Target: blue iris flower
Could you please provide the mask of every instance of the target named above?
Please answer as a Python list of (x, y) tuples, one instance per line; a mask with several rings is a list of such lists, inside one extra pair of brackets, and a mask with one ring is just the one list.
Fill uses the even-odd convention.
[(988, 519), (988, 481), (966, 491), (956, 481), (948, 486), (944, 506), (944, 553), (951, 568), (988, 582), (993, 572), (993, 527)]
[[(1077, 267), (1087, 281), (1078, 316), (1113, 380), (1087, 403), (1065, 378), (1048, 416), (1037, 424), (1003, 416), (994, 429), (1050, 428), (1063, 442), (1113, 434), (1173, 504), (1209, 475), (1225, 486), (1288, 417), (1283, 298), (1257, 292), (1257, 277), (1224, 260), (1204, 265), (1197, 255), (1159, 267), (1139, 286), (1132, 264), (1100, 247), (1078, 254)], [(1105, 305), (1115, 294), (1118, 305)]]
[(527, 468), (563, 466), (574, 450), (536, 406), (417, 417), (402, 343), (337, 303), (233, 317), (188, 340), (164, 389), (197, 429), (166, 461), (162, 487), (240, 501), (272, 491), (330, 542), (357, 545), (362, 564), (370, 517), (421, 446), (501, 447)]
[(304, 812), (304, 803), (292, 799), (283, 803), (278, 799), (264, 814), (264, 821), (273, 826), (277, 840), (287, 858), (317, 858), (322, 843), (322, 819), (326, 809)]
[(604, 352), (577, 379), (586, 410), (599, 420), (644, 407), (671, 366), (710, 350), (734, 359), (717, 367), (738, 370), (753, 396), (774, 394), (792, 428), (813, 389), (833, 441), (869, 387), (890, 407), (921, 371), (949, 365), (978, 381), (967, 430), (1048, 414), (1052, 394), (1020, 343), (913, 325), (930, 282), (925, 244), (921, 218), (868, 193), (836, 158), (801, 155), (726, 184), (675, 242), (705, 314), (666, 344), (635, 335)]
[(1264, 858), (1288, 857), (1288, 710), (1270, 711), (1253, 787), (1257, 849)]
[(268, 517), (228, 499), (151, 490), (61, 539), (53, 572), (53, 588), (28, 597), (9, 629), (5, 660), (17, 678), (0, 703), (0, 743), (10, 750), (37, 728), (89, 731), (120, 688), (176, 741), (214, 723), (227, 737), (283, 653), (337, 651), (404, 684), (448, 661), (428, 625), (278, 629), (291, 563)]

The request
Reproduce every line of the material above verbatim, without altering a single character.

Result of this task
Target: blue iris flower
Could you please provide the mask of every instance of the target named above?
Please answer as a Python list of (x, y) tuples, one instance per line; a mask with several rings is a list of such lists, inside one extra pair of brackets, and a mask with one ring is just the one list.
Fill uses the even-odd convention.
[(988, 519), (988, 481), (966, 491), (956, 481), (948, 486), (944, 506), (944, 553), (951, 568), (988, 582), (993, 572), (993, 527)]
[[(1077, 267), (1087, 281), (1078, 316), (1113, 380), (1087, 403), (1065, 378), (1048, 416), (1037, 424), (1003, 416), (994, 429), (1050, 428), (1063, 442), (1113, 434), (1173, 504), (1209, 475), (1225, 486), (1288, 417), (1283, 298), (1257, 292), (1257, 277), (1224, 260), (1204, 265), (1197, 255), (1159, 267), (1139, 286), (1132, 264), (1100, 247), (1078, 254)], [(1105, 305), (1115, 294), (1118, 305)]]
[(527, 468), (563, 466), (574, 450), (536, 406), (417, 417), (402, 343), (337, 303), (233, 317), (188, 340), (164, 389), (197, 429), (166, 461), (162, 487), (240, 501), (272, 491), (330, 542), (357, 545), (362, 564), (370, 517), (421, 446), (501, 447)]
[(304, 812), (304, 803), (292, 799), (283, 803), (278, 799), (264, 814), (264, 821), (273, 826), (277, 840), (287, 858), (317, 858), (322, 843), (322, 819), (326, 809)]
[(604, 352), (577, 379), (586, 410), (599, 420), (644, 407), (671, 366), (710, 350), (734, 359), (717, 367), (738, 370), (753, 396), (774, 394), (792, 428), (813, 389), (833, 441), (869, 387), (890, 407), (921, 371), (949, 365), (978, 381), (967, 430), (1048, 414), (1052, 394), (1020, 343), (913, 325), (930, 282), (925, 244), (921, 218), (868, 193), (836, 158), (801, 155), (726, 184), (675, 242), (705, 314), (666, 344), (635, 335)]
[(1264, 858), (1288, 857), (1288, 710), (1270, 711), (1253, 787), (1257, 849)]
[(268, 517), (228, 499), (151, 490), (61, 539), (53, 572), (53, 588), (28, 597), (9, 629), (5, 660), (17, 678), (0, 703), (0, 743), (10, 750), (37, 728), (89, 731), (120, 688), (176, 741), (214, 723), (227, 737), (283, 653), (337, 651), (404, 684), (448, 661), (428, 625), (278, 629), (291, 563)]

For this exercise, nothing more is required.